Few places saw the hand of government on the scale more than housing. One of the final policy initiatives of the Great Society was the Fair Housing Act, which banned discrimination in housing sales (but not in lending practices). This effectively meant an end to “restrictive covenants,” which allowed a homeowner to specify that their house could not be sold to a black family, not just for an individual sale, but in perpetuity.
As a brief aside, this is, as are many other parts of the Great Society, an egregious attack on freedom of association, property rights, and ability to transact and dispose of one’s property in a manner of one’s own choosing.
Which Way Forward for the Black Community
It’s difficult to ignore that black Americans vote overwhelmingly for the Democratic Party, who champion the policies of the Great Society, which have largely destroyed the black family and black civil society. Why is this?
There are a number of factors in play here. First, the Democratic Party has little incentive to provide innovative solutions for such a loyal voter bloc. Black Americans have voted at over 80 percent for Democratic Party candidates since 1964. In several elections (1964, 2000, 2008 and 2012) they voted over 90 percent for the Democratic Party candidate. The highest share of the black vote received by the Republican Party since 1964 was 15 percent, achieved by Richard Nixon in 1968 and Gerald Ford in 1976. While Donald Trump’s performance among black voters has been touted for its strength, he received only 8 percent of the vote, reversing a trend where the black vote dropped as low as 4 percent in 2008. Despite the much-touted “Blexit,” 2018 saw no significant exodus from the Democratic Party on the part of black voters – a scant 9 percent voted for Republicans.

→ WORK INSTRUCTIONS
[A] In the Great Society passage, what is the highest share of the black vote a Republican candidate has received since 1964, and who received it?
[B] List every election year in which, according to the Great Society passage, black Americans voted over 90 percent for the Democratic Party candidate.
[C] Write out the part of the Great Society passage that opens with the words containing "There are a" and closes with "voted for Republicans.".

[Stored items]
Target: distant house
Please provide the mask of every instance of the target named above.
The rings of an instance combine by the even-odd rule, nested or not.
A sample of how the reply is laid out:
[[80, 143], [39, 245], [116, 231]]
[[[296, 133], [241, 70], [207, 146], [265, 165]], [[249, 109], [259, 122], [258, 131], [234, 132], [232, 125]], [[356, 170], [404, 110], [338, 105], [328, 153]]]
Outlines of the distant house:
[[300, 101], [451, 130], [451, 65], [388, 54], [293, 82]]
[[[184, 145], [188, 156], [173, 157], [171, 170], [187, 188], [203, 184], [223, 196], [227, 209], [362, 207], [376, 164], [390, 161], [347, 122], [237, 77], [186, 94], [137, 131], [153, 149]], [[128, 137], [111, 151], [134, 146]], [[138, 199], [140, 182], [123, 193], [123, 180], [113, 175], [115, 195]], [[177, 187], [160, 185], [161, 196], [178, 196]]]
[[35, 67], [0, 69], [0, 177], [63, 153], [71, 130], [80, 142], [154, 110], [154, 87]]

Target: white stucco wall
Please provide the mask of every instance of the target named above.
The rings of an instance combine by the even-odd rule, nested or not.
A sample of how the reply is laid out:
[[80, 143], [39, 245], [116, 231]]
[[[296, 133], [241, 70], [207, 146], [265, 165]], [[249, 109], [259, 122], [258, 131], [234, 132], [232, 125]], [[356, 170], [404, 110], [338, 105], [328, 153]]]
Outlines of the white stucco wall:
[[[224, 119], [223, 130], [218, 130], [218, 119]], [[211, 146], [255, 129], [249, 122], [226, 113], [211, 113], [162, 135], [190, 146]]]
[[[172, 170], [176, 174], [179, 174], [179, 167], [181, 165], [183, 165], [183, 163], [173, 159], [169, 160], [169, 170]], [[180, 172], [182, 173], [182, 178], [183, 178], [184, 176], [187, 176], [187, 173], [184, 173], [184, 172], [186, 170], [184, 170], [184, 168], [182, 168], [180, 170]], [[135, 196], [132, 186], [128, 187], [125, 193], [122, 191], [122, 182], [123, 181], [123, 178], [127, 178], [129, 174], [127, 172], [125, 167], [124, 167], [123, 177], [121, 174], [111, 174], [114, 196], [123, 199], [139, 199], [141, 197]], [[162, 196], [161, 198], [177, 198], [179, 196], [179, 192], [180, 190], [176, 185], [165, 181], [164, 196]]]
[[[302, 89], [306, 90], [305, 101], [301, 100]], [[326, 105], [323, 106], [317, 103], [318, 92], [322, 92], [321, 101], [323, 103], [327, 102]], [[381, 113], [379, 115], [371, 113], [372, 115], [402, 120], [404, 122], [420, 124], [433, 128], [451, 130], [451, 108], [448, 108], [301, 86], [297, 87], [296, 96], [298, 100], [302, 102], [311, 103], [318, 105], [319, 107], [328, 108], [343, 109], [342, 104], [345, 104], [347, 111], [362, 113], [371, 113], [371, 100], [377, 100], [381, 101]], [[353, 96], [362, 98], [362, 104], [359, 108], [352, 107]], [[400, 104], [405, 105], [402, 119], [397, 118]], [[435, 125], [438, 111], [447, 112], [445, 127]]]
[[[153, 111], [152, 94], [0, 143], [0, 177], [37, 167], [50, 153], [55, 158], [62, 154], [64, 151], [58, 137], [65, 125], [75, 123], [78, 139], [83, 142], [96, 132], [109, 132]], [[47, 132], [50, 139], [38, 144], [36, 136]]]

→ SOLUTIONS
[A] 15 percent, received by Richard Nixon in 1968 and Gerald Ford in 1976.

[B] 1964, 2000, 2008, 2012

[C]
There are a number of factors in play here. First, the Democratic Party has little incentive to provide innovative solutions for such a loyal voter bloc. Black Americans have voted at over 80 percent for Democratic Party candidates since 1964. In several elections (1964, 2000, 2008 and 2012) they voted over 90 percent for the Democratic Party candidate. The highest share of the black vote received by the Republican Party since 1964 was 15 percent, achieved by Richard Nixon in 1968 and Gerald Ford in 1976. While Donald Trump’s performance among black voters has been touted for its strength, he received only 8 percent of the vote, reversing a trend where the black vote dropped as low as 4 percent in 2008. Despite the much-touted “Blexit,” 2018 saw no significant exodus from the Democratic Party on the part of black voters – a scant 9 percent voted for Republicans.